======== Supplied material

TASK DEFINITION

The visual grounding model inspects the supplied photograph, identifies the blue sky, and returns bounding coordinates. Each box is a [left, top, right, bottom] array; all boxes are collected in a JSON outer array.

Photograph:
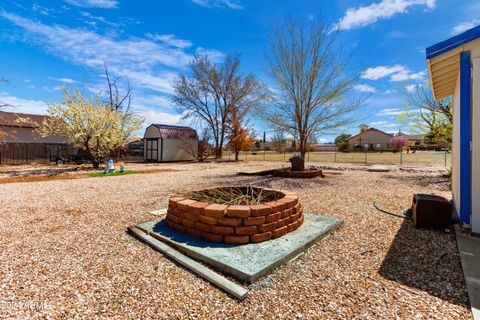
[[0, 0, 480, 141]]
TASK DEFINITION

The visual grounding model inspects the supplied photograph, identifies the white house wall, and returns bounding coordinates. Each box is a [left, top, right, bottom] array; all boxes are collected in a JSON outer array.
[[0, 127, 68, 144], [471, 42, 480, 234], [162, 139, 198, 162], [452, 77, 460, 218]]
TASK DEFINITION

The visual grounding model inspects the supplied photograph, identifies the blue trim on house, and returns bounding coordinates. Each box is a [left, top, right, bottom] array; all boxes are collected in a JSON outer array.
[[160, 138, 163, 162], [460, 51, 472, 224], [425, 26, 480, 60]]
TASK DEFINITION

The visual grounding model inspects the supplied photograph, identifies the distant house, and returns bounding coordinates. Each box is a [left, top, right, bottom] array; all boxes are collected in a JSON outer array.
[[143, 124, 198, 162], [348, 125, 393, 151], [0, 112, 73, 164]]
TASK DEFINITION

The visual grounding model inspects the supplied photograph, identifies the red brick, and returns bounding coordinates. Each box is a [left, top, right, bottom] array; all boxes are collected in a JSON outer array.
[[177, 199, 197, 210], [183, 211, 200, 221], [277, 217, 290, 229], [290, 212, 301, 223], [165, 219, 175, 229], [265, 212, 282, 223], [225, 236, 250, 244], [173, 208, 185, 218], [195, 222, 212, 232], [265, 201, 287, 212], [202, 232, 223, 242], [282, 208, 293, 219], [278, 198, 296, 210], [250, 204, 272, 217], [272, 226, 288, 238], [227, 206, 250, 218], [257, 221, 277, 232], [199, 216, 218, 225], [167, 214, 182, 223], [187, 228, 203, 238], [212, 226, 235, 234], [182, 218, 195, 228], [203, 203, 228, 218], [168, 197, 185, 208], [235, 226, 257, 235], [250, 231, 272, 243], [293, 203, 302, 213], [218, 218, 242, 227], [284, 193, 299, 205], [243, 216, 265, 226], [188, 202, 209, 215], [287, 221, 298, 232]]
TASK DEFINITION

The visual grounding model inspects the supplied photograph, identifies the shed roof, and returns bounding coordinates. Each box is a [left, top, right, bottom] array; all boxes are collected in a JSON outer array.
[[0, 111, 49, 128], [148, 124, 197, 139], [426, 26, 480, 100]]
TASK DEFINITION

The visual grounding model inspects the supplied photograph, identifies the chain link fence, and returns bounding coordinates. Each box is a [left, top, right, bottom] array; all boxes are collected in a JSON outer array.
[[223, 150, 452, 167]]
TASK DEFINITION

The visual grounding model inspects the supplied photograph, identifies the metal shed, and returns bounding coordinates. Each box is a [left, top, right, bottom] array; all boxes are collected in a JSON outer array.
[[426, 22, 480, 233], [143, 124, 198, 162]]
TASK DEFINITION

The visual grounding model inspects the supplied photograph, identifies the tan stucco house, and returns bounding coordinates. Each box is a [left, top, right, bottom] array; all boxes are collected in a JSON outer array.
[[0, 111, 73, 165], [348, 125, 393, 151]]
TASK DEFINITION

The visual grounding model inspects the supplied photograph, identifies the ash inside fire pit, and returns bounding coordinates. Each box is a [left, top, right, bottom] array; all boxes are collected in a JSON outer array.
[[166, 187, 304, 244]]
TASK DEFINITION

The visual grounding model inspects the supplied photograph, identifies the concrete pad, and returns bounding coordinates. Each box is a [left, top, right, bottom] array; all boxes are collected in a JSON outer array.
[[136, 214, 342, 283], [367, 165, 390, 172], [455, 224, 480, 320]]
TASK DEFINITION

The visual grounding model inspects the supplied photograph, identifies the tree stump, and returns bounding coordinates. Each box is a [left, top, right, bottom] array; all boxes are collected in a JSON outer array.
[[290, 155, 305, 171]]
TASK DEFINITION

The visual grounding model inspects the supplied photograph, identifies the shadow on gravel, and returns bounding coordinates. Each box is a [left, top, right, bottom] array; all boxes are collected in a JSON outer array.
[[379, 220, 469, 308]]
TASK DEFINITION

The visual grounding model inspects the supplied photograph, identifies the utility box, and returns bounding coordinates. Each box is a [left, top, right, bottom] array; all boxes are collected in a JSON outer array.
[[412, 193, 452, 230]]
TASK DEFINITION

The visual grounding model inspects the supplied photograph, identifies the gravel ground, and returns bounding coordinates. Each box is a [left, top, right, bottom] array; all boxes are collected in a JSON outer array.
[[0, 162, 470, 319]]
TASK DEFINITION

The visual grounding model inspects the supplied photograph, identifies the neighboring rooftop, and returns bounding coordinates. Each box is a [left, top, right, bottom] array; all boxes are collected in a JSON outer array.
[[0, 111, 49, 128]]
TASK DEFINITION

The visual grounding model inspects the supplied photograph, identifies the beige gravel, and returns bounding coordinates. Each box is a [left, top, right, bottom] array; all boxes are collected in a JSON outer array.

================

- _Objective_: Can you format all the rows above as a numbered list, one item per line with the blank lines left out, and omit the pictures from your answer?

- _Task output_:
1. TASK DEFINITION
2. The visual grounding model inspects the supplied photograph, identifies the blue sky, and returns bounding coordinates. Each box is a [left, top, right, bottom] array; all boxes are collected in a JSON outer array.
3. Photograph:
4. [[0, 0, 480, 141]]
5. TASK DEFINITION
6. The visual grounding model inspects the supplied photograph, identifies the white house wall, and returns bounding coordinates. Each box is a [left, top, right, bottom] array; all boxes are collected in a JSON outer array.
7. [[0, 127, 68, 144], [471, 42, 480, 234], [162, 139, 198, 162], [452, 77, 460, 218]]
8. TASK DEFINITION
9. The visual grounding model inspects the supplied photograph, identifies the blue trim on house, and returns bounding coordinates. Each box is a [left, top, right, bottom] array; all boxes are collected in a JSON outer array.
10. [[160, 138, 163, 162], [460, 51, 472, 224], [425, 26, 480, 60]]
11. TASK DEFINITION
12. The visual grounding model inspects the supplied photograph, identifies the distant house, and returns bounding coordinates. Each box is a [left, top, right, bottom] array; all boxes are collected in a JSON outer array.
13. [[143, 124, 198, 162], [348, 125, 393, 151], [0, 112, 73, 164]]
14. TASK DEFINITION
15. The visual grounding model inspects the supplied photograph, identifies the red brick, and returns bounding coordinates. Each box is a [left, top, right, bottom] array; all boxes are collected in a JSON outer array.
16. [[177, 199, 197, 210], [183, 211, 200, 221], [277, 217, 290, 229], [290, 212, 301, 223], [165, 219, 175, 229], [265, 212, 282, 223], [225, 236, 250, 244], [173, 208, 185, 218], [195, 222, 212, 232], [265, 201, 287, 212], [202, 232, 223, 242], [282, 208, 293, 219], [278, 198, 296, 210], [250, 204, 272, 217], [272, 226, 288, 238], [227, 206, 250, 218], [257, 221, 277, 232], [199, 216, 218, 225], [167, 214, 182, 223], [187, 228, 203, 238], [212, 226, 235, 234], [182, 218, 195, 228], [203, 203, 228, 218], [168, 197, 185, 208], [235, 226, 257, 235], [250, 231, 272, 243], [293, 203, 302, 213], [218, 218, 242, 227], [284, 193, 299, 205], [243, 216, 265, 226], [188, 202, 209, 215], [287, 221, 298, 232]]
17. TASK DEFINITION
18. The visual grounding model inspects the supplied photograph, identifies the shed roof, and returns bounding coordinates. Each box is a [left, top, right, bottom] array; all boxes are collected in a JSON outer array.
19. [[0, 111, 49, 128], [148, 124, 197, 139], [426, 26, 480, 100]]
20. TASK DEFINITION
21. The visual grounding model inspects the supplied photograph, identifies the chain link fence, and returns bounding coordinates. Each box is a [left, top, right, bottom] array; all boxes are collected in a JSON outer array.
22. [[223, 150, 452, 167]]
23. TASK DEFINITION
24. The visual grounding model inspects the supplied photograph, identifies the metal shed, and returns bounding coordinates. Each box is a [left, top, right, bottom] array; all boxes are collected in a JSON outer array.
25. [[426, 22, 480, 233], [143, 124, 198, 162]]
26. TASK DEFINITION
27. The visual grounding model inspects the supplied photograph, identifies the tan stucco house, and returns bounding coordinates. Each box is a [left, top, right, bottom] array; all boxes are collected in a JSON outer array.
28. [[0, 111, 73, 165], [348, 125, 393, 151]]
29. TASK DEFINITION
30. The visual grounding model inspects the supplied photograph, identifies the ash inside fire pit, and returns bounding coordinates. Each box is a [left, top, right, bottom] array; all boxes are collected in a JSON outer array.
31. [[166, 187, 304, 244]]
32. TASK DEFINITION
33. The visual grounding model inspects the supplied photograph, identifies the concrete pad, and returns bounding coordinates. Each box is a [left, top, right, bottom] array; all boxes are collected in a JSON outer array.
34. [[136, 214, 342, 283], [367, 165, 390, 172], [455, 224, 480, 320]]
35. TASK DEFINITION
36. The visual grounding model inspects the supplied photograph, identifies the tree stump, and returns bounding coordinates. Each box is a [left, top, right, bottom] array; all boxes are collected in a JSON outer array.
37. [[290, 155, 305, 171]]
38. TASK DEFINITION
39. The visual grounding model inspects the supplied photograph, identifies the shadow on gravel, and returns bounding coordinates. Each box is a [left, top, right, bottom] array; all boxes are collected in a JSON outer array.
40. [[379, 220, 469, 308]]
41. TASK DEFINITION
42. The visual grounding model inspects the supplied photograph, identifies the utility box, and returns bounding coordinates. Each box is a [left, top, right, bottom] array; all boxes are collected in a JSON outer array.
43. [[412, 193, 452, 230]]
44. TASK DEFINITION
45. The visual grounding model inspects the supplied photograph, identifies the gravel ground, and returns bounding coordinates. Each box is a [left, top, right, bottom] array; all boxes are collected in a JSON outer array.
46. [[0, 162, 470, 319]]
47. TASK DEFINITION
48. The visual grounding model inspects the supplied photograph, identifies the neighboring rooftop, and returns bounding coordinates. Each box is a [left, top, right, bottom] array; all boxes are collected in a JSON outer array.
49. [[0, 111, 49, 128]]
50. TASK DEFINITION
51. The visual grounding model inspects the supplied photograph, identifies the beige gravel, and returns bounding coordinates. Each box is a [left, top, right, bottom] array; all boxes are collected in a JSON outer array.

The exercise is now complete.